■ INSTRUCTIONS TO FOLLOW: Put every line of the records below into a JSON list of strings, one string per line, with blank lines left out.

■ ITEMS:
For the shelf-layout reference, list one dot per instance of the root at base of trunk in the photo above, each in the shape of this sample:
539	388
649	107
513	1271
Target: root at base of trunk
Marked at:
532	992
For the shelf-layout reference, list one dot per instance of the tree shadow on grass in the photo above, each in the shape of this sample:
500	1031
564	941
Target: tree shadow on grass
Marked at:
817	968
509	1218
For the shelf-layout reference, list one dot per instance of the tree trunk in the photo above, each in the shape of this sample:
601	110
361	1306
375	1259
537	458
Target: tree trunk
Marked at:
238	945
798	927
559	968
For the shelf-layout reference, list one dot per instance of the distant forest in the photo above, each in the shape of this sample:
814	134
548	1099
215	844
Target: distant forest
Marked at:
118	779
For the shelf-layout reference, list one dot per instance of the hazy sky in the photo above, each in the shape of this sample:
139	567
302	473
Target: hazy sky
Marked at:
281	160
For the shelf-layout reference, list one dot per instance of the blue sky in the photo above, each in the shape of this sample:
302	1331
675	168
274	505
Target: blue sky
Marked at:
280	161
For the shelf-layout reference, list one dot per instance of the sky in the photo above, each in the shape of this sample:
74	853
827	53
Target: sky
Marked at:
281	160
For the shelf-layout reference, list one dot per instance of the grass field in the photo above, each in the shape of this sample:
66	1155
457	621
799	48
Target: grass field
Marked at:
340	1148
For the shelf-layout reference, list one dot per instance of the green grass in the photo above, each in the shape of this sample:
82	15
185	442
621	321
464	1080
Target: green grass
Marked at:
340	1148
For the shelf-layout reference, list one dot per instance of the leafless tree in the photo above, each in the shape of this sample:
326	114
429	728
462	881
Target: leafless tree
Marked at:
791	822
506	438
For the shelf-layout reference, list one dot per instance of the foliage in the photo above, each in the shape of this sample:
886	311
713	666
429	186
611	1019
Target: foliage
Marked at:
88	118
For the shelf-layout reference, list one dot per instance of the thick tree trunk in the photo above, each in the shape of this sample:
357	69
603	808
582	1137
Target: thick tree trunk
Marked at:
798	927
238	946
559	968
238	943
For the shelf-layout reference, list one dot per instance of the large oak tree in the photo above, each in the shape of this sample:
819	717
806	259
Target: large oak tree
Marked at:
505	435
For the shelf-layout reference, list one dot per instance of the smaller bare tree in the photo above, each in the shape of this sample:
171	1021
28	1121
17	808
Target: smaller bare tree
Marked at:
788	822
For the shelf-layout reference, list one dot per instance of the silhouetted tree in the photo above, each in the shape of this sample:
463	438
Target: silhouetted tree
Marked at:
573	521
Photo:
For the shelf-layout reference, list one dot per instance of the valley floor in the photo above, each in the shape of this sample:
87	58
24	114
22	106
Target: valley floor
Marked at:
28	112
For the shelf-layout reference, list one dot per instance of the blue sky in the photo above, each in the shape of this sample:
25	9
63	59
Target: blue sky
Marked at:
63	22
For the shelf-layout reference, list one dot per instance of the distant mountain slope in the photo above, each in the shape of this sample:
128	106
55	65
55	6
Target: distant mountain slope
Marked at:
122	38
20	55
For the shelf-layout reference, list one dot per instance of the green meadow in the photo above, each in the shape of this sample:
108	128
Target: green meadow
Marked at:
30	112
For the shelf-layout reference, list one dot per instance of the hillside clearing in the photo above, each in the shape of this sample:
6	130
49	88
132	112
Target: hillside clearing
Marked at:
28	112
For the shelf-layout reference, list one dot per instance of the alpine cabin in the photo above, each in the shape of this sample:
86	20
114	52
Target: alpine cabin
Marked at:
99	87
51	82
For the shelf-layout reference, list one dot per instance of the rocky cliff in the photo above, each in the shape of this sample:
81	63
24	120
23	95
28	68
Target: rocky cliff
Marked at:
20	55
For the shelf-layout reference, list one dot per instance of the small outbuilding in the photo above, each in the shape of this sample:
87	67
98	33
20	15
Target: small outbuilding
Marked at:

■ COMPLETED EXERCISE:
[
  "For the shelf-layout reference, list one dot per instance of the root at base of trunk in the photo above, each in the shape of this sample:",
  "539\t388",
  "649\t107",
  "513\t1271",
  "Target: root at base of trunk",
  "Marked at:",
  "532\t992",
  "For the shelf-layout reference, list one dot per instance of the tree shadow on grass in the photo above, each in the shape of this sample:",
  "500\t1031",
  "564\t941",
  "Target: tree shadow on grass",
  "Marked at:",
  "817\t968",
  "509\t1218",
  "For the shelf-layout reference, list one dot per instance of the tree trunk in the photo above, each in the shape of this sample:",
  "601\t110",
  "361\t1306",
  "375\t1259",
  "537\t458",
  "Target: tree trunk",
  "Marked at:",
  "238\t945",
  "798\t927",
  "559\t968",
  "For the shelf-layout reference, list one dot per instance of the distant forest in the photo above, each in the shape of this sample:",
  "814\t134",
  "548\t1099",
  "215\t844",
  "Target: distant forest",
  "Marked at:",
  "118\t779",
  "For the shelf-layout reference, list one dot per instance of the hazy sky in the photo above, each in the shape of this sample:",
  "139\t567",
  "302\t473",
  "Target: hazy sky",
  "Marked at:",
  "281\t160",
  "For the shelf-layout reference, list one dot per instance of the blue sky in the photo above, each in the shape of this sample:",
  "302\t1331",
  "675\t168",
  "274\t505",
  "Target: blue sky",
  "Marked at:",
  "280\t161",
  "For the shelf-layout reference, list one dot per instance of the sky in the photo above, each in the shape of this sample:",
  "74\t853",
  "827\t53",
  "Target: sky",
  "Marked at:",
  "281\t160",
  "For the shelf-layout reference, list one dot per instance of the grass field in the photo above, each in the shape of this sample:",
  "66\t1155",
  "457\t621",
  "799\t48",
  "Target: grass field",
  "Marked at:",
  "340\t1148",
  "For the shelf-layout reference, list one dot per instance of the green grass in the photo above, each in the shape of this sample:",
  "82\t15",
  "185\t442",
  "621\t321",
  "464\t1080",
  "Target: green grass",
  "Marked at:",
  "340\t1148",
  "For the shelf-layout reference, list one dot per instance of the leafless tree in the photo above, each in the shape of this sample:",
  "326\t114",
  "429\t728",
  "462\t881",
  "Target: leafless tree",
  "Marked at:",
  "791\t822",
  "506\t438",
  "For the shelf-layout reference, list one dot per instance of the foliage in the photo above, each in the shape of this sample:",
  "886\t311",
  "713\t666",
  "429\t186",
  "611\t1019",
  "Target: foliage",
  "Marked at:",
  "88\t118",
  "For the shelf-layout reference, list one dot per instance of the thick tree trunk in the photo above, each in the shape of this sample:",
  "357\t69",
  "603\t808",
  "582\t1137",
  "Target: thick tree trunk",
  "Marked at:",
  "798\t927",
  "238\t946",
  "559\t968",
  "238\t943",
  "For the shelf-layout reference, list one dot per instance of the large oak tree in the photo above, each in the shape of this sample:",
  "819\t717",
  "806\t259",
  "Target: large oak tree",
  "Marked at:",
  "505\t435",
  "For the shelf-layout reference, list one dot per instance of the smaller bare tree in the photo above, each in the shape of this sample:",
  "171\t1021",
  "28\t1121",
  "17\t808",
  "Target: smaller bare tree",
  "Marked at:",
  "788\t822",
  "For the shelf-layout reference, list one dot per instance of the silhouetted tree in the photo above, each in the shape of this sample:",
  "463\t438",
  "Target: silhouetted tree",
  "Marked at:",
  "573\t521",
  "Photo:",
  "For the shelf-layout reference, list one dot per instance of the valley floor in the photo above, each in the shape of this sample:",
  "87\t58",
  "24\t114",
  "22\t106",
  "Target: valley floor",
  "Marked at:",
  "28\t112",
  "For the shelf-layout reference, list one dot per instance of the blue sky in the photo above, each in the shape of this sample:",
  "25\t9",
  "63\t59",
  "Target: blue sky",
  "Marked at:",
  "63\t22",
  "For the shelf-layout reference, list one dot per instance of the distant mountain slope in the photo above, each in the shape of this sample:",
  "128\t106",
  "55\t65",
  "55\t6",
  "Target: distant mountain slope",
  "Marked at:",
  "122\t38",
  "20\t55",
  "For the shelf-layout reference, list one dot per instance of the green meadow in the photo above, each in the shape of this sample:",
  "108\t128",
  "Target: green meadow",
  "Marked at:",
  "30\t112",
  "For the shelf-layout reference, list one dot per instance of the hillside clearing in the photo above, each in the shape of this sample:",
  "6\t130",
  "49\t88",
  "132\t112",
  "Target: hillside clearing",
  "Marked at:",
  "28\t112",
  "For the shelf-layout reference, list one dot per instance of the alpine cabin in the photo above, each in the shape of this sample:",
  "86\t20",
  "114\t52",
  "Target: alpine cabin",
  "Marked at:",
  "99\t87",
  "51\t82",
  "For the shelf-layout reference, list one dot per instance of the rocky cliff in the photo above, each in the shape of this sample:",
  "81\t63",
  "24\t120",
  "23\t95",
  "28\t68",
  "Target: rocky cliff",
  "Marked at:",
  "20\t55",
  "For the shelf-layout reference, list one dot per instance of the small outbuilding in the photo above, each in the shape of this sample:",
  "87\t67",
  "98\t33",
  "20\t15",
  "Target: small outbuilding",
  "Marked at:"
]